Quoted passage:

'''

A solution focused family checkup as a positive intervention in family therapy
This study seeks to examine the efficacy of a two-session family checkup, using a Solution Focused approach as a positive intervention for interrupting family dysfunction that is both ecologically and psychologically acceptable to families in distress, who otherwise might not seek: family therapy. Families and marriages currently suffering distress are often unable to afford professional services due to ecological issues such as transportation, child care, time commitment to therapy, and previous negative therapeutic experiences. Additionally many persons are averse to seeking counseling or therapy due to the psychological stigmatization of having to attend to professional guidance and/or assistance. Using a convenience sample of varied family make-ups, participants completed the Family Assessment Measure III, the Martial Satisfaction Inventory-Revised, and the Depression Anxiety Stress Scale at a time one and time two intervals, approximately 30 days apart, where the instruments are designed to measure family functioning fulfillment, marital satisfaction, and mood. Data was analyzed using Chi-Square's, Independent t-tests, and AN OVA'S to look for relationships among the variables as well as differences in time one and time two measurements.

'''

Dataset records:
'''

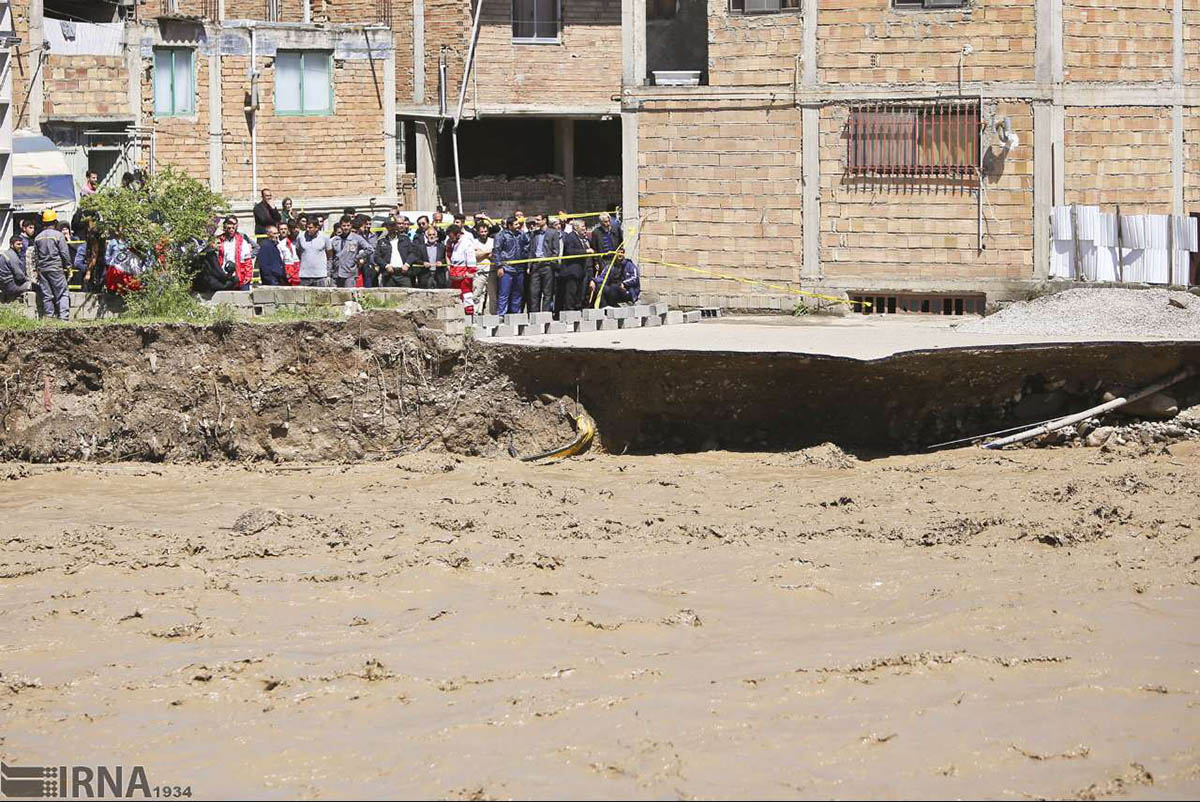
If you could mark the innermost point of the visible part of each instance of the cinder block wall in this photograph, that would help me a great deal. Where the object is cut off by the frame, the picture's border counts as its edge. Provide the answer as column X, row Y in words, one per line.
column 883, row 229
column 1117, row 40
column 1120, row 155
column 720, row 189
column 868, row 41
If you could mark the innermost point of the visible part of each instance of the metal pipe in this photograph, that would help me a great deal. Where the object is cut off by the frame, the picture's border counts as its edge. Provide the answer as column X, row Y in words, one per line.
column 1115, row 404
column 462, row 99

'''
'''

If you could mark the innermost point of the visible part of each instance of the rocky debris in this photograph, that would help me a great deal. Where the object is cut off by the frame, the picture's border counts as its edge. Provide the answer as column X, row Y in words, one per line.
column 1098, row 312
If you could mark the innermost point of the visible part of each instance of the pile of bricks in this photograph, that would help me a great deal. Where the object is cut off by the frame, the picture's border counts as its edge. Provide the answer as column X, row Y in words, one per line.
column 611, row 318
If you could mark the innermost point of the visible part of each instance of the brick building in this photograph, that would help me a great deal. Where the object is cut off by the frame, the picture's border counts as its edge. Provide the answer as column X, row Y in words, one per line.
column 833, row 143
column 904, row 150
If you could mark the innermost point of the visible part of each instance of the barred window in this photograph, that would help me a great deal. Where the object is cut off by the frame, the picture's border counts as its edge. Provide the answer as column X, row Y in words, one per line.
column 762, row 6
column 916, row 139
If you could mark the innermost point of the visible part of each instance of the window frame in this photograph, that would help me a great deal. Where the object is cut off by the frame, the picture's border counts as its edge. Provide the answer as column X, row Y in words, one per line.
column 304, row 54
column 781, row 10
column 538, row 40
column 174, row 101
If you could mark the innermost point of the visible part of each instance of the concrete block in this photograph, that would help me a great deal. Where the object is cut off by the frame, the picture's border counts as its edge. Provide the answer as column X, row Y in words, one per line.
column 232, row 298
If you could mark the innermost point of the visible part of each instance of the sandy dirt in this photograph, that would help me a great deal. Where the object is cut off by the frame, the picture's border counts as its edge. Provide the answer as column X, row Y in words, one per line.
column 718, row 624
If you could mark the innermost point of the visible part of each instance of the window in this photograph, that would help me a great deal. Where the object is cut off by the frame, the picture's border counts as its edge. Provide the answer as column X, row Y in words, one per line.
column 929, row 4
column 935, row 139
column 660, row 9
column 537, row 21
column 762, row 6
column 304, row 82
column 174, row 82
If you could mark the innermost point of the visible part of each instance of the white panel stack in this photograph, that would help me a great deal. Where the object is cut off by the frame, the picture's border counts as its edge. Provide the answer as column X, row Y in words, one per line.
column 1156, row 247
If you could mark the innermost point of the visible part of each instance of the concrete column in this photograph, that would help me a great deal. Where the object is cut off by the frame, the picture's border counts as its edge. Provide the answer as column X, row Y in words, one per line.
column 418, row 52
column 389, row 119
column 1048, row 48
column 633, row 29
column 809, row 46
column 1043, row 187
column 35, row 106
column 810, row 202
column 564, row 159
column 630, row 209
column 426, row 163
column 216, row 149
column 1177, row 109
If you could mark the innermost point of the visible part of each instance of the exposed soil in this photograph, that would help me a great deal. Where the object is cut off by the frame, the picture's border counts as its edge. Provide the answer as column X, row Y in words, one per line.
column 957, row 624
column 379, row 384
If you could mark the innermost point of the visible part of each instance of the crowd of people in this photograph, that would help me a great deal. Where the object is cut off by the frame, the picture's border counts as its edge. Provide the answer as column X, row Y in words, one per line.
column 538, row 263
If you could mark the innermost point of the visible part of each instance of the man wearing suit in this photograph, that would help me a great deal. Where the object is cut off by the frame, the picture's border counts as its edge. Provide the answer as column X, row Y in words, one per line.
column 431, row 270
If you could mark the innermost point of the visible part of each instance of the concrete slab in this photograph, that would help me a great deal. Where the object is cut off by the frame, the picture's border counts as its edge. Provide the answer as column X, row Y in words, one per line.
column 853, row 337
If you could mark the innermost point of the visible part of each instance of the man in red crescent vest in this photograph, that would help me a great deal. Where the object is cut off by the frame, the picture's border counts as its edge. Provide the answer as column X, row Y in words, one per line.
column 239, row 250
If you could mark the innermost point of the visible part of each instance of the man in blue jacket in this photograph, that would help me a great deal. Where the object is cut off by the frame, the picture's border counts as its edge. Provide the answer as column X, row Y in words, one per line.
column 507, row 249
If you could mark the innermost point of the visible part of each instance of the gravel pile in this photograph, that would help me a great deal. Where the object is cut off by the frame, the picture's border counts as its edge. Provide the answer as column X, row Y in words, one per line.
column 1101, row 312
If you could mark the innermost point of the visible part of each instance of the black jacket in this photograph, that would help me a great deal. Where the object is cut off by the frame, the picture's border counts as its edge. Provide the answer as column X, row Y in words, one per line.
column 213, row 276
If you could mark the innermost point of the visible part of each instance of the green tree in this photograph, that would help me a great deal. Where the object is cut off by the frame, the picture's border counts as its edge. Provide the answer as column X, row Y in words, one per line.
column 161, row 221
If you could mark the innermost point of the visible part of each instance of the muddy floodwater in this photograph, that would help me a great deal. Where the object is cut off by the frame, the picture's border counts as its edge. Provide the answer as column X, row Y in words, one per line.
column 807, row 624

'''
'''

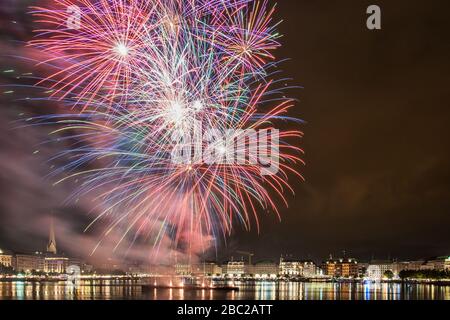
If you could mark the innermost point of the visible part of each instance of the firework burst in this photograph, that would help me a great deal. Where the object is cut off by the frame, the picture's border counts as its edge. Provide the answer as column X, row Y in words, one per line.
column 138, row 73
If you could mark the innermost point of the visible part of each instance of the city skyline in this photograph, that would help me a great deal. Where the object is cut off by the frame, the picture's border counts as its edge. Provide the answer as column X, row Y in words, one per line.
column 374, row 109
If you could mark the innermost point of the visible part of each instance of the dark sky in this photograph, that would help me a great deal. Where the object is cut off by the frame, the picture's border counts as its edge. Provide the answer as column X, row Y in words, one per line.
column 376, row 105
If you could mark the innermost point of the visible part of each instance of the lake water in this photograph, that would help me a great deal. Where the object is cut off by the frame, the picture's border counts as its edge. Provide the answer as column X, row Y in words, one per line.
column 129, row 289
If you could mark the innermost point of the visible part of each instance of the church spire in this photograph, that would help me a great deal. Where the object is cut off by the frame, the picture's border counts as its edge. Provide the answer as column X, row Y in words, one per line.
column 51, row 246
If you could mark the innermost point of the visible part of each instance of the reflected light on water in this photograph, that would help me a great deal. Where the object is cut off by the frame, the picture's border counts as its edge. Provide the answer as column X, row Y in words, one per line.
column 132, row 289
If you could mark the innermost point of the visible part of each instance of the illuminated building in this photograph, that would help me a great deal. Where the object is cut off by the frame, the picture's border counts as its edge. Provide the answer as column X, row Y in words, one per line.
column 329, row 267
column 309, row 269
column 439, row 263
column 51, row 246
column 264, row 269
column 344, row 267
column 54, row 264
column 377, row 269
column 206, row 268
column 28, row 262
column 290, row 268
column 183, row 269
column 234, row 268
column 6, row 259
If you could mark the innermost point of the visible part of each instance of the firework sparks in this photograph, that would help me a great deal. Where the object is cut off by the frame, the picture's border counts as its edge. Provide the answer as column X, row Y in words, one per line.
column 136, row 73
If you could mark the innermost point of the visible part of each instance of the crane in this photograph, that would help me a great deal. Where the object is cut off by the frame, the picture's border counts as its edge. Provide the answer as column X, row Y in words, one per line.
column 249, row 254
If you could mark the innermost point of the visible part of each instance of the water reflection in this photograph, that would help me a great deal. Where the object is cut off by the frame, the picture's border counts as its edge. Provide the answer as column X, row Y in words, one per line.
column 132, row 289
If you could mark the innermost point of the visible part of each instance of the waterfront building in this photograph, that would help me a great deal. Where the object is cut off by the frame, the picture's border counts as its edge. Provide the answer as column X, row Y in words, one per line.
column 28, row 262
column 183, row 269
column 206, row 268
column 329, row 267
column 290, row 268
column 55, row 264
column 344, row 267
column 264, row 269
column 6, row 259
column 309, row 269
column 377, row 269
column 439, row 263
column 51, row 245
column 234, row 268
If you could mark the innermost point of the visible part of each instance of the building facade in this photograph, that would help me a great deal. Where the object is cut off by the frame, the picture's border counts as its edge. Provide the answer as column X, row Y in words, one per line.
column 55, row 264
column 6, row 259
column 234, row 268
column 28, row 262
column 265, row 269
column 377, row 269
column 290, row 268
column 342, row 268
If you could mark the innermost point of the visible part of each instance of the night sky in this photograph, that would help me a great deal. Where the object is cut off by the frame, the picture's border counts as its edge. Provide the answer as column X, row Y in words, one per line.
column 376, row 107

'''

Work to be completed: Write out the family checkup abstract in full, changing nothing. None of the entries are needed for what comes next.

Task solution:
A solution focused family checkup as a positive intervention in family therapy
This study seeks to examine the efficacy of a two-session family checkup, using a Solution Focused approach as a positive intervention for interrupting family dysfunction that is both ecologically and psychologically acceptable to families in distress, who otherwise might not seek: family therapy. Families and marriages currently suffering distress are often unable to afford professional services due to ecological issues such as transportation, child care, time commitment to therapy, and previous negative therapeutic experiences. Additionally many persons are averse to seeking counseling or therapy due to the psychological stigmatization of having to attend to professional guidance and/or assistance. Using a convenience sample of varied family make-ups, participants completed the Family Assessment Measure III, the Martial Satisfaction Inventory-Revised, and the Depression Anxiety Stress Scale at a time one and time two intervals, approximately 30 days apart, where the instruments are designed to measure family functioning fulfillment, marital satisfaction, and mood. Data was analyzed using Chi-Square's, Independent t-tests, and AN OVA'S to look for relationships among the variables as well as differences in time one and time two measurements.